Records shown:
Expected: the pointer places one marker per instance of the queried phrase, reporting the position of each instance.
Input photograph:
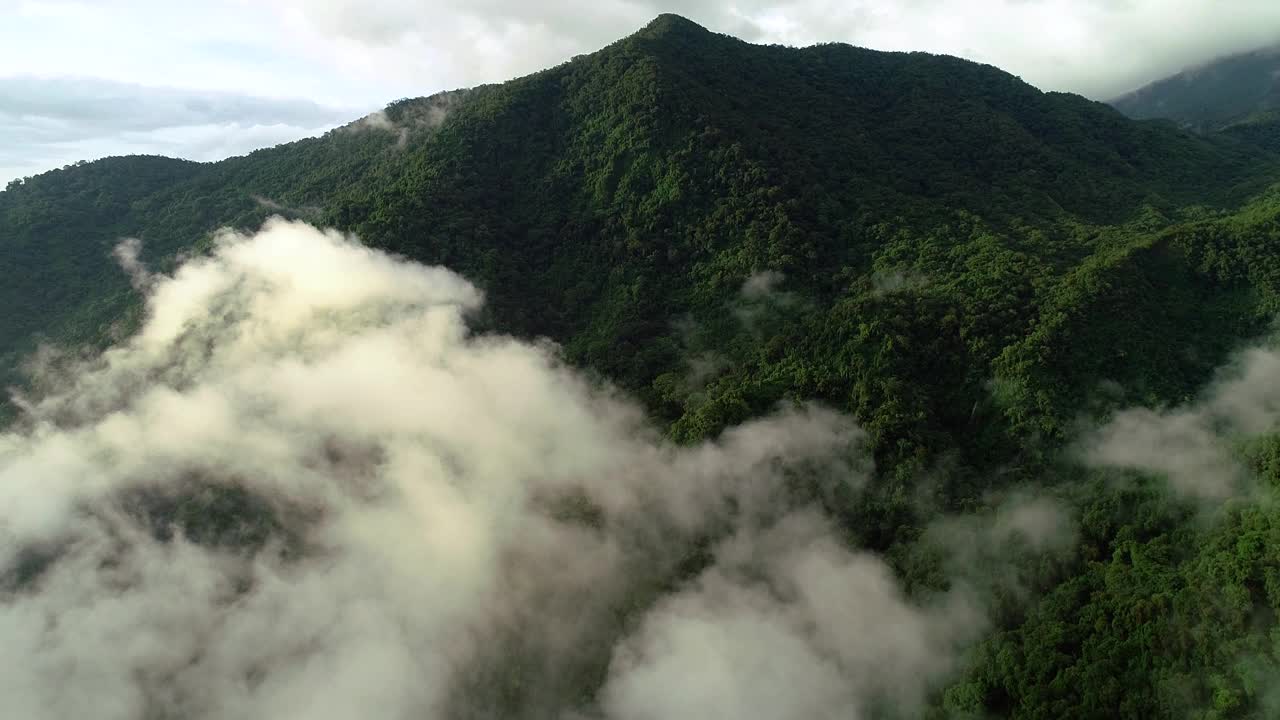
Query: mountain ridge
(970, 268)
(1214, 95)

Directions for this task: Set down the entries again without change. Leave the pictures out.

Expected answer:
Expected: the pointer places one marker per instance of the queried phrase, reporting the position of each instance.
Input photograph:
Query: mountain ridge
(970, 268)
(1214, 95)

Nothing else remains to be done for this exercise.